• **Page text**

((

But the safety standard − the conclusion the FDA is required to make for each class − is identical. Statutorily, it is whether there is “reasonable assurance” of “safety and effectiveness.” 21 U.S.C. § 360c(a)(1)(A), (B), (C). That is what the statute says, and what the Supreme Court has affirmed, in FDA v. Brown & Williamson Tobacco Corp., 529 U.S. 120, 134 (2000): “Regardless of which category FDA chooses, there must be a ‘reasonable assurance of the safety and effectiveness of the device’” Id.
The classification process explains why this is so. The reason Class III devices require a more rigorous FDA process is that Class III is for riskier devices. And the reason Class II devices get less scrutiny is that they are safer devices. The end result – “reasonable assurance of safety and effectiveness” – is the same. In fact, some figures (see, the article) show proportionally fewer recalls for Class II 510(k) devices than for Class III premarket approved devices.
A comparison to hospital triage illustrates the mistake of linking safety to the degree of regulation. In an emergency room, some complaints merit no treatment, some require medicine, and others must have surgery. In each case, the goal is to return the patient to health. No one would say that the patient sent to surgery was healthier than the patient sent home with medicine, but that is precisely the kind of reasoning that is used when it is argued that more heavily regulated devices must somehow be safer than those that have been chosen, because of their lower risk, for less regulation.

))

• **Source information**
((

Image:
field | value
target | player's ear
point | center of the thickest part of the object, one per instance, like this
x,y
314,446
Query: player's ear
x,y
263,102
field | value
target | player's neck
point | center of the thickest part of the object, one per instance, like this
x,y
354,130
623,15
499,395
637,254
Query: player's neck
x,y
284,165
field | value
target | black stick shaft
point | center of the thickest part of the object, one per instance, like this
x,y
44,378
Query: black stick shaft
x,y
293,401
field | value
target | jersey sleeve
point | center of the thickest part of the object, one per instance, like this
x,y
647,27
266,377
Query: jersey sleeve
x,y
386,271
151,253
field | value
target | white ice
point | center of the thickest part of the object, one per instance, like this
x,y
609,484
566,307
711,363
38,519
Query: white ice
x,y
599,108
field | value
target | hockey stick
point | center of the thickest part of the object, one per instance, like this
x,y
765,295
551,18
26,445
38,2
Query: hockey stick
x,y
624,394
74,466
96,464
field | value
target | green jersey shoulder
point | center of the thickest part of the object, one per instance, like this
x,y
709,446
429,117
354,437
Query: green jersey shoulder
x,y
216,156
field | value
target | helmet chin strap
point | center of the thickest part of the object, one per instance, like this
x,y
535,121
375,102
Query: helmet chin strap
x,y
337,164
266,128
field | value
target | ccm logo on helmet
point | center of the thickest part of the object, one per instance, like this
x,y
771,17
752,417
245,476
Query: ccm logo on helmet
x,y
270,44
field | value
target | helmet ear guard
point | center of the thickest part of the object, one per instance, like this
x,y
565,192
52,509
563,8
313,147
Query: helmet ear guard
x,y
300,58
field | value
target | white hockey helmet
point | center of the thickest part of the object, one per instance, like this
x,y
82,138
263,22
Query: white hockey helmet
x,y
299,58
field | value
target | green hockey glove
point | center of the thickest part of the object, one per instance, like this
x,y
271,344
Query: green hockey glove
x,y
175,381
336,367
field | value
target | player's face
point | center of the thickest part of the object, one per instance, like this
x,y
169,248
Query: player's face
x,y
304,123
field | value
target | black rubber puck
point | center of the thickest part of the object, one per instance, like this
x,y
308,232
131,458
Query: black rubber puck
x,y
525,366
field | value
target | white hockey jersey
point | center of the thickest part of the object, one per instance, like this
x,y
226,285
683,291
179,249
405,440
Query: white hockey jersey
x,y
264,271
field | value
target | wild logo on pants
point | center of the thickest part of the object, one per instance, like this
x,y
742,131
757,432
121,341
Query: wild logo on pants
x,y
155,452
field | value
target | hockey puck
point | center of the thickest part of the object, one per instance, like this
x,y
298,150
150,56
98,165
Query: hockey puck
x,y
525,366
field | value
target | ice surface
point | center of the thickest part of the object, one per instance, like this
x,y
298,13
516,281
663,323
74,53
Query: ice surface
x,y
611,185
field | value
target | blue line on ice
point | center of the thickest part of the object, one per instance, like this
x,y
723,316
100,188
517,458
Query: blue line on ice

))

• **Exercise 1**
The passage on FDA device regulation compares device oversight to an emergency room. List every way it says ER complaints may be handled.
• **Exercise 2**
Write out the portion of the FDA device regulation passage from "The classification process" up to and including "premarket approved devices.".

• **Answer section 1**
- No treatment
- Medicine
- Surgery

• **Answer section 2**
The classification process explains why this is so. The reason Class III devices require a more rigorous FDA process is that Class III is for riskier devices. And the reason Class II devices get less scrutiny is that they are safer devices. The end result – “reasonable assurance of safety and effectiveness” – is the same. In fact, some figures (see, the article) show proportionally fewer recalls for Class II 510(k) devices than for Class III premarket approved devices.